Texto dado —
┄┄┄┄┄┄
Em 1996 Sokal escreveu um artigo para a revista Social
Text com o seguinte título: «Transgredir as fronteiras: em direcção
a uma hermenêutica transformativa da gravitação quântica». Este
artigo era uma paródia construída à volta de citações de autores
franceses bastante conceituados. Nele, Sokal defende uma série de
ideias disparatadas acerca das implicações filosóficas e sociais das
ciências naturais e da matemática. Entre os autores citados nesse
artigo estão: Gilles Delleuze, Jacques Derrida, Félix Guatarri, Luce
Irigaray, Jacques Lacan, Bruno Latour, Jean-François Lyotard, Michel
Serres e Paul Virilio. A revista Social Text não só aceitou publicar o
artigo de Sokal, como o incluiu numa edição especial sobre as
implicações sociais e filosóficas da ciência. Este acontecimento
ficou conhecido como o «Embuste de Sokal» (a descrição do embuste
foi feita por Paul Boghossian e publicada no n.o 2 da Disputatio).
O embuste provocou todo o tipo de reacções. Uma das reacções mais
comuns, assumida pelos simpatizantes dos autores parodiados, foi a de
que o embuste não provava nada acerca do «pós-modernismo» em
geral — provava só que aquela revista e aquele grupo editorial
tinham sido pouco cuidadosos na selecção dos textos. O livro
Imposturas Intelectuais tem como principal objectivo mostrar que a
publicação do artigo de Sokal não foi apenas um descuido, mas antes
uma consequência das excentricidades do dito «pós-modernismo». Neste
livro, Sokal e Bricmont propõem-se mostrar como pelo menos oito dos
mais conceituados autores franceses abusam de conceitos e termos
provenientes das ciências físicas e da matemática de tal forma que a
sua honestidade intelectual pode ser posta em causa. Os autores que
merecem capítulos separados são: Jacques Lacan (cap.1), Julia Kristeva
(cap.2), Luce Irigaray(cap.4), Bruno Latour(cap.5), Jean
Baudrillard(cap.7), Paul Virilio(cap.9), Gilles Delleuze e Félix
Guattari(cap.8). Embora estes autores não se auto-apelidem de
«pós-modernos», os seus textos são, em geral, considerados como uma
espécie de bíblias sobre as quais é construído o discurso
«pós-moderno». Assim sendo, o facto de estes autores abusarem de
termos e conceitos técnicos das ciências físicas e da matemática
para defenderem certas teses filosóficas e políticas pode, pelo menos,
lançar algumas suspeitas sobre a honestidade intelectual da corrente
«pós-moderna».
┄┄┄┄┄┄
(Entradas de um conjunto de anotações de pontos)
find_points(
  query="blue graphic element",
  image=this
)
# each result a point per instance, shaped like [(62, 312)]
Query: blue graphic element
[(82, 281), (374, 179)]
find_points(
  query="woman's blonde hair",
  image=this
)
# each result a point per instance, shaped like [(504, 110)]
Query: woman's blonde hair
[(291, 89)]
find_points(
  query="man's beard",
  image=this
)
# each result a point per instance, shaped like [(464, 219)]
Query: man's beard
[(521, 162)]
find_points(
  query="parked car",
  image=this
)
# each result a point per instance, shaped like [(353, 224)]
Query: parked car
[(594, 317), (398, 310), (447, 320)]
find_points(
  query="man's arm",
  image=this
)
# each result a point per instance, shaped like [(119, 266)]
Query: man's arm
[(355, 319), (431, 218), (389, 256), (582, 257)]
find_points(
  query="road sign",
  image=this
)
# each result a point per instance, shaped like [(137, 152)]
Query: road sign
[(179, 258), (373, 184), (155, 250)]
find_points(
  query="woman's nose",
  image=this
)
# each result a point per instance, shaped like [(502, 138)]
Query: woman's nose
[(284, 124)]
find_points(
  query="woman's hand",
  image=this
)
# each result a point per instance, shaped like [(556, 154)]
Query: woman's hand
┄┄┄┄┄┄
Tarefa proposta 1 —
Segundo o texto sobre o Embuste de Sokal, por que razão o abuso de termos científicos por estes autores pode lançar suspeitas sobre a corrente «pós-moderna»? Responda em uma a três frases.
Tarefa proposta 2 —
No texto sobre o Embuste de Sokal, quem fez a descrição do embuste que foi publicada na Disputatio?
Tarefa proposta 3 —
Prossiga o texto sobre o Embuste de Sokal a partir da última frase apresentada.
A listagem é um material à parte, independente do texto sobre o Embuste de Sokal.

Resposta esperada 1 —
Embora não se apelidem de «pós-modernos», estes autores escrevem textos que são, em geral, considerados uma espécie de bíblias sobre as quais se constrói o discurso «pós-moderno». Por isso, o facto de abusarem de termos e conceitos técnicos das ciências físicas e da matemática para defender teses filosóficas e políticas pode pôr em causa a honestidade intelectual dessa corrente.

Resposta esperada 2 —
Paul Boghossian.

Resposta esperada 3 —
Sokal e Bricmont propõem-se provar quatro acusações acerca dos
autores citados. Como Sokal e Bricmont são ambos professores de física
estas acusações limitam-se a apontar as incorrecções na utilização
de conceitos científicos. As acusações são as seguintes:
1. Os autores usam uma terminologia científica sem saberem bem o que
ela significa.
2. Os autores importam noções das ciências exactas sem darem a
mínima justificação empírica ou conceptual para essa importação.
3. Os autores exibem uma erudição superficial atirando sem pudor
palavras complicadas à cara do leitor em contextos em que essas
palavras não têm qualquer pertinência A finalidade é provavelmente a
de impressionar e intimidar o leitor que não tem conhecimentos
científicos.
4. Os autores manipulam frases sem sentido e usam indiscriminadamente
jogos de palavras provocando uma verdadeira intoxicação verbal
combinada com uma indiferença soberba pelo significado que essas
palavras possam ter.
Em suma, Sokal e Bricmont propõem-se desconstruir a reputação que
estes textos têm de que são difíceis porque são profundos. Afinal,
se muitas vezes eles parecem incompreensíveis talvez seja porque
realmente não dizem nada.
Esta acusação é dolorosamente provada através da citação e
análise de blocos de textos dos autores citados. Nestes textos são
usadas ideias das ciências físicas e da matemática que os autores, ou
não compreendem, ou distorcem com a finalidade de defenderem
determinadas teorias filosóficas. Entre os temas científicos favoritos
destes autores encontramos: a mecânica quântica, a teoria do caos e o
teorema de Gödel (estas teorias são explicadas nos cap. 6 e 10). As
teses filosóficas que são supostas seguirem-se da «nova ciência»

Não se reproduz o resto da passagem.